● **Required action A**:
Translate this sentence from the wRVU billing text into Spanish: "Outpatient rates didn't really change, but inpatient f/ups are significantly more."
● **Required action B**:
List every dollar amount that appears in the wRVU billing text.
● **Required action C**:
According to the wRVU billing text, how many wRVUs per follow-up are averaged under the 2022 rates when 99232 and 99233 are billed 50/50?

● **Selected extract**:
Actually, if the hospital is using the 2023 rates for wRVUs then a 99232 is 1.59 now and a 99233 is no 2.4. So assuming you're billing 99232 and 99233 as 50/50, you're now averaging 2 wRVUs per f/up instead of 1.7 under the 2022 rates. Doesn't seem like much, but at 10 f/ups per day working 22 days a month, that's an extra 200 wRVUs per quarter.
@samac , this would be something important to clarify for any inpatient billing you're going to be doing. Outpatient rates didn't really change, but inpatient f/ups are significantly more.
If it's 12-15 patients per day, that's probably ~10 f/ups and 2-3 new patients on average. So ~30 wRVUs per day. At ~22 days per month, that's 1,980 per quarter for 1,039 wRVUs in production bonus. At $79.5 per wRVU (if that's the actual rate and it's uncapped, then wow) that's an extra $86.5k per quarter or $330k/yr. Meaning $585k/yr total for salary and production bonus, which would be great. As you said, the fact that they're holding the extra 15% says this isn't the case though.
Sounds like you'd be splitting the inpatient unit. So probably more like 5-8 patients which means probably 4-5 f/ups +1-2 new per day. If 2023 rates, that probably averages about 15 wRVUs per day on the inpatient side or ~1,000 wRVU per quarter. If that's the number, then you hit your minimum and it's about $4-5k in production bonus quarterly with that alone. Then depends on what your outpatient clinic looks like. Let's say after no-shows you see 15 hours of patients per week, so 3 hours a day. Say you do 30 minute f/ups and 60 minute new which averages ~4 wRVUs per hour, that's an additional 800 wRVU per quarter that should all go towards the production bonus, so an extra $65k per quarter or ~$250k per year making your total income roughly $500k. Which would actually be very fair for this position.

● **Data listing**:
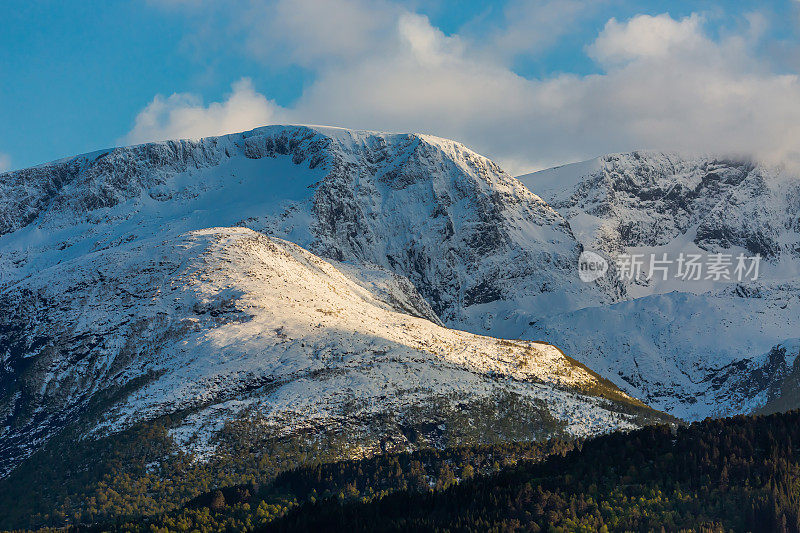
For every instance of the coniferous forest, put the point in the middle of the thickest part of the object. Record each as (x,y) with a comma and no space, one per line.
(735,474)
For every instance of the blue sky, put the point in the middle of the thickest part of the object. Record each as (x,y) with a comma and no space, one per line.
(530,83)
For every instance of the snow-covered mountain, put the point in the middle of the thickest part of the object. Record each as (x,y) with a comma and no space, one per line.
(307,274)
(692,348)
(150,280)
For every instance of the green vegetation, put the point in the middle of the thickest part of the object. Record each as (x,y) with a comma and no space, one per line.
(739,474)
(143,472)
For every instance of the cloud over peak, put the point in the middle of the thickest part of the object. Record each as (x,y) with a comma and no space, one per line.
(663,83)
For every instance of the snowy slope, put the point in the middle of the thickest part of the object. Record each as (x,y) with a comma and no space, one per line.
(484,251)
(134,285)
(689,347)
(224,320)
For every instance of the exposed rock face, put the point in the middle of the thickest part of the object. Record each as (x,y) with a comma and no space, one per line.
(692,348)
(133,285)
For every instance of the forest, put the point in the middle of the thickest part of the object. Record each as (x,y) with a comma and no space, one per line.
(735,474)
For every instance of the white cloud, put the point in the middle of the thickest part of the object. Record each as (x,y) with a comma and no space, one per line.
(183,115)
(5,162)
(666,84)
(645,36)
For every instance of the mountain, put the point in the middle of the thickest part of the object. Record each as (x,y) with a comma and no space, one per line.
(293,278)
(692,348)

● **Task result A**:
Las tarifas ambulatorias en realidad no cambiaron, pero los seguimientos de pacientes hospitalizados valen considerablemente más.

● **Task result B**:
$79.5, $86.5k, $330k, $585k, $4-5k, $65k, $250k, $500k

● **Task result C**:
1.7 wRVUs per follow-up.